**Exercise directions**
Transcribe each entry exactly as it appears, leaving out any picture it holds.

**Available data**
——————————

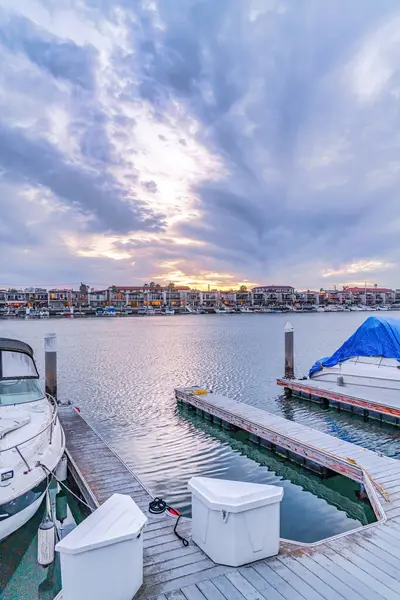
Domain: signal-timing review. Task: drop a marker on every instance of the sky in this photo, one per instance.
(202, 142)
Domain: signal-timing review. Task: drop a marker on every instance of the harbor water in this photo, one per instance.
(121, 373)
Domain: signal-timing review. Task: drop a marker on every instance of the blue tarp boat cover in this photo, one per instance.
(375, 337)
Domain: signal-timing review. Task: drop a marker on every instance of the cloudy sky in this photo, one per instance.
(199, 141)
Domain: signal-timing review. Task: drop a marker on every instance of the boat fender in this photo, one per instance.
(62, 468)
(61, 506)
(46, 542)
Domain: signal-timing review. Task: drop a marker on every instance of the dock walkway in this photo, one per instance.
(367, 401)
(363, 564)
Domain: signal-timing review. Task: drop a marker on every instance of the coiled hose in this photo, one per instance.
(158, 506)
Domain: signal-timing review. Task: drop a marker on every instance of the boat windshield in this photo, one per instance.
(19, 391)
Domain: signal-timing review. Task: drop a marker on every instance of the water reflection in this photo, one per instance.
(122, 372)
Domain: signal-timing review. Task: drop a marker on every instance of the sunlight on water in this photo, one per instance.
(122, 373)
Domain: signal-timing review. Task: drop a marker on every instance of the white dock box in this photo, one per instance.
(102, 558)
(235, 523)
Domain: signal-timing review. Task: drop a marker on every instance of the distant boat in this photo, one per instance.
(223, 310)
(246, 310)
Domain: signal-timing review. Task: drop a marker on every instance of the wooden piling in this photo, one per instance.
(289, 351)
(50, 349)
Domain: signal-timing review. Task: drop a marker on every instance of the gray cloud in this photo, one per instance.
(150, 186)
(279, 91)
(62, 58)
(38, 162)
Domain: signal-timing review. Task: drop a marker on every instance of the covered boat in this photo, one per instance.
(31, 438)
(370, 357)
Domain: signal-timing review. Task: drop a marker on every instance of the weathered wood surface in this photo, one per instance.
(167, 564)
(384, 402)
(361, 565)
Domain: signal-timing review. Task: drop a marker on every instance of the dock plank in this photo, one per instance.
(361, 565)
(227, 588)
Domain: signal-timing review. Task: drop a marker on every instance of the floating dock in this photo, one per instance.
(361, 564)
(386, 408)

——————————

**Answer to this task**
Domain: signal-timing review. Task: drop a marker on every instance of the sky in this photo, one per instance.
(202, 142)
Domain: signal-timing review. Task: drop a marker on every instance of the harbor water in this photo, one per instance.
(121, 373)
Domain: signal-timing review. Task: drop a marker on every instance of the blue tarp boat cover in this photo, one per instance.
(375, 337)
Domain: signal-timing review. Task: drop a marker on every instance of the cloudy sky in this photo, one per instance.
(199, 141)
Domain: signal-timing review. Task: drop a marker on every instance of the boat fender in this photo, one per instance.
(62, 468)
(61, 506)
(46, 542)
Domain: signal-timing review. Task: drop a marker on every instance of the dock walkway in this photo, one per instance.
(367, 401)
(363, 564)
Domain: signal-timing review. Task: drop a marker on every instance of the coiled hose in this photo, one per instance.
(158, 506)
Domain: signal-timing review. Task: drop a marker on every instance of the boat windshield in this photo, one per instance.
(19, 391)
Domain: signal-timing review. Task: drop a marker on every instance of the water reflection in this photo, one per instance.
(122, 372)
Domain: signal-timing review. Task: drop a marker on every instance of the sunlight on water in this photo, one per instance.
(122, 373)
Domain: signal-timing review. Task: drop a marker on every instance of the white dock box in this photo, one per instance.
(102, 558)
(235, 523)
Domain: signal-timing review. Task: drop a marker on every instance of the distant boat in this photo, one per instance.
(223, 310)
(246, 310)
Domain: signal-timing review. Task: drop a marker on every instance of the wooden piling in this photo, one per instance.
(289, 351)
(50, 349)
Domain: signal-timing review. Task: drop a marker on every instance of the gray cloud in this photo, one per instance.
(150, 186)
(279, 91)
(62, 58)
(38, 162)
Domain: signal-timing review. Task: drop a marker on every instance of the covered boat in this photo, one per instance.
(31, 438)
(370, 357)
Domain: signal-timing review. Task: drop a marker on every instance of the weathered wood surface in this photo, one per instance.
(167, 564)
(384, 402)
(361, 565)
Domain: signal-timing review. Task: drop a marker on every instance of the dock plank in this photo, one per instance.
(361, 565)
(227, 588)
Domain: signal-timing review. Task: drop a marker on every instance of the floating dock in this photo, one per instance.
(361, 564)
(386, 408)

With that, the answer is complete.